**PROBLEM TO WORK ON**
From the listing below, reproduce verbatim the lines starting at the one containing "like [(892, 111)]." and ending at the one containing "230), (675, 273)]", with both of those lines included.

Stored data entries

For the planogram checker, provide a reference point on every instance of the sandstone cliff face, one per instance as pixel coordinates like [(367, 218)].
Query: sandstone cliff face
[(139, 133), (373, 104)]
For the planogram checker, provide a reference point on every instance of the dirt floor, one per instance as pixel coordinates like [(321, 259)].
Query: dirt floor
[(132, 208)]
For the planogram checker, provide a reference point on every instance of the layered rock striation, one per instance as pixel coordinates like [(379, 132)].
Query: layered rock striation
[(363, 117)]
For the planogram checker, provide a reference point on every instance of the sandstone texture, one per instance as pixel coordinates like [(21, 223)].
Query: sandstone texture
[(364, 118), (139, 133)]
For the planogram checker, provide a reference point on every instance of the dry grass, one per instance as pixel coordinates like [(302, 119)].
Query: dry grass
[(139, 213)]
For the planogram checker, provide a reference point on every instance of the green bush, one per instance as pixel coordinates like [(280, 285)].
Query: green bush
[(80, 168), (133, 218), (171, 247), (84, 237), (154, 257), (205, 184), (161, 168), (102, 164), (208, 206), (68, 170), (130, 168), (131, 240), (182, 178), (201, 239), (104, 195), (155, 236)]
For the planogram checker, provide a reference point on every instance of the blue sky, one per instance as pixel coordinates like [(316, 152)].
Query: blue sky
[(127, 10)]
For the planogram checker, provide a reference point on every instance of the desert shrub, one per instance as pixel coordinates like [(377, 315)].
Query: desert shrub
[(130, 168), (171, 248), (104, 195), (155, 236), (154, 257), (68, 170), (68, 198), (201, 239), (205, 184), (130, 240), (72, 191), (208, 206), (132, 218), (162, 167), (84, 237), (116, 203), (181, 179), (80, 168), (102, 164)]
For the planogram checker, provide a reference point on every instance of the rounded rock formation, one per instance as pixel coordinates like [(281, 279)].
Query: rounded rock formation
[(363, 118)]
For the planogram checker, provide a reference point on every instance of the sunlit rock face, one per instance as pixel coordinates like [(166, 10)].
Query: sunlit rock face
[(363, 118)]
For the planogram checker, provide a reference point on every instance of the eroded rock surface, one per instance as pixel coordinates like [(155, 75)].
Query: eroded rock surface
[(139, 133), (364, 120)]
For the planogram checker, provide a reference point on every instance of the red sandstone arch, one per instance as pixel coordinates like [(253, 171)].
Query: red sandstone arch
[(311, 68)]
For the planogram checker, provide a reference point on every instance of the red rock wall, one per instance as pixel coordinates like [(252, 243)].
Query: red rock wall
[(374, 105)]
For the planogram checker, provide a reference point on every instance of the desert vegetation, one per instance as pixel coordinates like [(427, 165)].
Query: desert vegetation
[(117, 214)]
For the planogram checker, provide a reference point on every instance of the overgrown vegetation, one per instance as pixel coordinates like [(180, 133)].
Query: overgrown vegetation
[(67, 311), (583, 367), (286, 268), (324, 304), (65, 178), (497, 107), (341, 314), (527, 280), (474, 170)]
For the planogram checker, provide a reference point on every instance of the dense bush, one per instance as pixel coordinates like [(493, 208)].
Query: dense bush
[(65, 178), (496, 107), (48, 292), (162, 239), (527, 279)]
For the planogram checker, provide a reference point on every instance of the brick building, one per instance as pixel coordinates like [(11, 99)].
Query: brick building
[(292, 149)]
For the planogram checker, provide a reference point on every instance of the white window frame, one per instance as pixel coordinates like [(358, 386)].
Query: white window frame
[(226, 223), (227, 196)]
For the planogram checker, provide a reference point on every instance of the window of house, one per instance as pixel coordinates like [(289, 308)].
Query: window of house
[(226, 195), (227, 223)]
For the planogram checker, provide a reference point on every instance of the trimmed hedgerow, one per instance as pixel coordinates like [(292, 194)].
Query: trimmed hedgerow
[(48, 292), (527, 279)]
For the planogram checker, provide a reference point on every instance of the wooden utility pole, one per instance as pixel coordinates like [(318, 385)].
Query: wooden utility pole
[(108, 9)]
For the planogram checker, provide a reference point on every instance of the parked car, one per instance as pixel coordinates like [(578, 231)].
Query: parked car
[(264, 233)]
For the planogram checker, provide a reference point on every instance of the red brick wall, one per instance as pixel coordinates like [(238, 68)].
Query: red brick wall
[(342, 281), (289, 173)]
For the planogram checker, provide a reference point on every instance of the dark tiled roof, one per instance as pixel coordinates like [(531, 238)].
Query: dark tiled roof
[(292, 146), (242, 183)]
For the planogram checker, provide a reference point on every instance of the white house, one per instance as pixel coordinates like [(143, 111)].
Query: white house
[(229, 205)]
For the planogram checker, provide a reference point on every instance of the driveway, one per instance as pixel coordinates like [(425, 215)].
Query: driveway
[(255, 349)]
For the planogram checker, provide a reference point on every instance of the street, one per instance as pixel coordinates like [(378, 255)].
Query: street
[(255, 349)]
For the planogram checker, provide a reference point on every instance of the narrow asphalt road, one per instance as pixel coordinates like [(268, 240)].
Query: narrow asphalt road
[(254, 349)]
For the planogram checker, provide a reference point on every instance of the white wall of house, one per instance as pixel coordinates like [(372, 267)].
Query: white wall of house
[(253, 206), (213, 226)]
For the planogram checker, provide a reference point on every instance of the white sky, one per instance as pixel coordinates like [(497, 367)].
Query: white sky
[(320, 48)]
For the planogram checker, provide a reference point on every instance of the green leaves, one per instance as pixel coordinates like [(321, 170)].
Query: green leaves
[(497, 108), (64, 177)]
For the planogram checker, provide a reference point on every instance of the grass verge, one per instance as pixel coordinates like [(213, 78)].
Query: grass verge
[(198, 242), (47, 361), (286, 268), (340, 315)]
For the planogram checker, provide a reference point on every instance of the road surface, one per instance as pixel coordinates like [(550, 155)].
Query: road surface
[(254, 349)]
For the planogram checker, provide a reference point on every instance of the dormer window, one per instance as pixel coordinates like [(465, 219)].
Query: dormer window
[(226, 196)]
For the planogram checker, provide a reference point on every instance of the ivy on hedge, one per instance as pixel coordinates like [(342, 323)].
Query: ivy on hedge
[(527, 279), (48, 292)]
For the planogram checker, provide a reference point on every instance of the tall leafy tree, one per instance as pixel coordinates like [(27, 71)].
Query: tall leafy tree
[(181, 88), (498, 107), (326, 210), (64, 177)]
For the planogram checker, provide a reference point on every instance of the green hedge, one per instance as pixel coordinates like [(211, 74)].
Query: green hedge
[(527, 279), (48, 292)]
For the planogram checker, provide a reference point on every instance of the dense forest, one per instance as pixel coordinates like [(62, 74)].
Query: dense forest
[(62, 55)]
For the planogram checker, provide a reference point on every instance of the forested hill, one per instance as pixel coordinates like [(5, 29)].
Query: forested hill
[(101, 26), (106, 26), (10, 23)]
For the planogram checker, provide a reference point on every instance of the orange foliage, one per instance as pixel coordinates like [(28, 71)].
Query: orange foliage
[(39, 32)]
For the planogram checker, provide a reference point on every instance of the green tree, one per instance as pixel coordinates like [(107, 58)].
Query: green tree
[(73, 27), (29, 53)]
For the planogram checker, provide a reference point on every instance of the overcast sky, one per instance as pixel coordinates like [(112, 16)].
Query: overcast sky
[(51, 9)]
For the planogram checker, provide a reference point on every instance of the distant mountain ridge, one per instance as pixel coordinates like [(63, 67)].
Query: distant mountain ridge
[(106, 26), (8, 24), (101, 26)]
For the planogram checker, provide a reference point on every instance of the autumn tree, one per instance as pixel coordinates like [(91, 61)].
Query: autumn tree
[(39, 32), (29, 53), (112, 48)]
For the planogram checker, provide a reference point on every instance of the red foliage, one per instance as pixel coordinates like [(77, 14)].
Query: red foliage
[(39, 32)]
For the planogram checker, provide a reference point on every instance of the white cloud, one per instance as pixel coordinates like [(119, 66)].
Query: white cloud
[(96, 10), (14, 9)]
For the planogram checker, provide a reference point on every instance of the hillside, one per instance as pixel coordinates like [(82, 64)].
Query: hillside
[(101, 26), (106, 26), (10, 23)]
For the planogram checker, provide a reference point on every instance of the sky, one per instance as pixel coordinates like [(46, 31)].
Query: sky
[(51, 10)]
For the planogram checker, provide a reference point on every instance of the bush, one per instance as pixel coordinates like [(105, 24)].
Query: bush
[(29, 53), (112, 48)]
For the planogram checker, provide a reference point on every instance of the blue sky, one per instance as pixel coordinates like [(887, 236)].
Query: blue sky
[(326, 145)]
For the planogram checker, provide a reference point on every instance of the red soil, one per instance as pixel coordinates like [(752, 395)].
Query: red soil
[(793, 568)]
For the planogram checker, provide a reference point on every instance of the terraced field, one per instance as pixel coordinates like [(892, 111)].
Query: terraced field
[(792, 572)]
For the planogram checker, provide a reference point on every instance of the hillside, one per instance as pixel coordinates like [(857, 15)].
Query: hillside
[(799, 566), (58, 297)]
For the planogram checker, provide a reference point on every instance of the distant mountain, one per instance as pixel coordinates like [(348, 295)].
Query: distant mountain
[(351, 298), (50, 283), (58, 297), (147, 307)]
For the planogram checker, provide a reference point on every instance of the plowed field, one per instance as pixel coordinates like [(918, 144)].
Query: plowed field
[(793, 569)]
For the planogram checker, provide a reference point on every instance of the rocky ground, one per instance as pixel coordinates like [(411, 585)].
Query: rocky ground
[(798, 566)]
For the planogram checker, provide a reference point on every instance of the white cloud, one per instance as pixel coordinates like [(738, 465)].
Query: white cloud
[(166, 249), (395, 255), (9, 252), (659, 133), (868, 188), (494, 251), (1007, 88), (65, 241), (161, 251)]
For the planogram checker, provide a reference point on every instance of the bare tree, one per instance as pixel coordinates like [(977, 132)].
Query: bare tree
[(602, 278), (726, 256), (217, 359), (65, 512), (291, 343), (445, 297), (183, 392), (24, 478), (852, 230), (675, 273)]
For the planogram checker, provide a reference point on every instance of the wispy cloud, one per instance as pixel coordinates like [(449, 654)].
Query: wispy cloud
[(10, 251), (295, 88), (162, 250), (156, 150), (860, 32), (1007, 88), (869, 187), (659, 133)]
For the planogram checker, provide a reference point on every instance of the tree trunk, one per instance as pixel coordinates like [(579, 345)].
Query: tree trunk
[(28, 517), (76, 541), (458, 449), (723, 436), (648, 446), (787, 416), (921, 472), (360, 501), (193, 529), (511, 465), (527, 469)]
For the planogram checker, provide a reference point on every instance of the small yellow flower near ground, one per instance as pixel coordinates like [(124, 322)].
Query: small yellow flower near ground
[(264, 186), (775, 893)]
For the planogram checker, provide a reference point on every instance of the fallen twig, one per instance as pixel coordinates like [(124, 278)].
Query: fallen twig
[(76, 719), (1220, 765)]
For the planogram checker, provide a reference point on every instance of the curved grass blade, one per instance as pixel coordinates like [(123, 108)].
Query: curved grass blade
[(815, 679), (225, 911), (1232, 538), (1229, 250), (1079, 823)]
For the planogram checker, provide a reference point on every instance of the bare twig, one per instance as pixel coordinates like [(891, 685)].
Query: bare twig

**COMPLETED EXERCISE**
For the planogram checker, provide a reference point on every instance of the terraced field, one per instance as pixel coordinates like [(892, 111)].
Query: terraced field
[(792, 572)]
For the planogram checker, provide a reference point on every instance of the hillside, one per instance as pixel coordinates like [(857, 15)].
Query: hillside
[(799, 566), (58, 297)]
For the planogram checker, provide a reference point on every instance of the distant mountain, one per instance as pixel coordinates like [(348, 295)].
Query: distant mountain
[(351, 298), (50, 283), (58, 297), (147, 307)]
For the planogram checker, provide a reference point on every instance of the plowed field, one per instance as pixel coordinates like [(918, 144)].
Query: plowed field
[(793, 569)]
For the planogram checker, provide a reference point on every instance of the rocky ground, one per instance as pixel coordinates like [(411, 585)].
Query: rocky ground
[(798, 566)]
For the planogram checker, provide a reference point on every instance of the white cloud, one per instance as pixel coordinates like [(738, 465)].
Query: white cloud
[(166, 249), (395, 255), (9, 252), (659, 133), (868, 188), (494, 251), (1007, 88), (65, 241), (161, 251)]
For the planogram checker, provide a reference point on every instance of the bare tree, one per instance as pixel coordinates like [(977, 132)].
Query: bare tree
[(602, 278), (726, 256), (217, 359), (65, 512), (291, 343), (445, 297), (183, 392), (24, 478), (852, 230), (675, 273)]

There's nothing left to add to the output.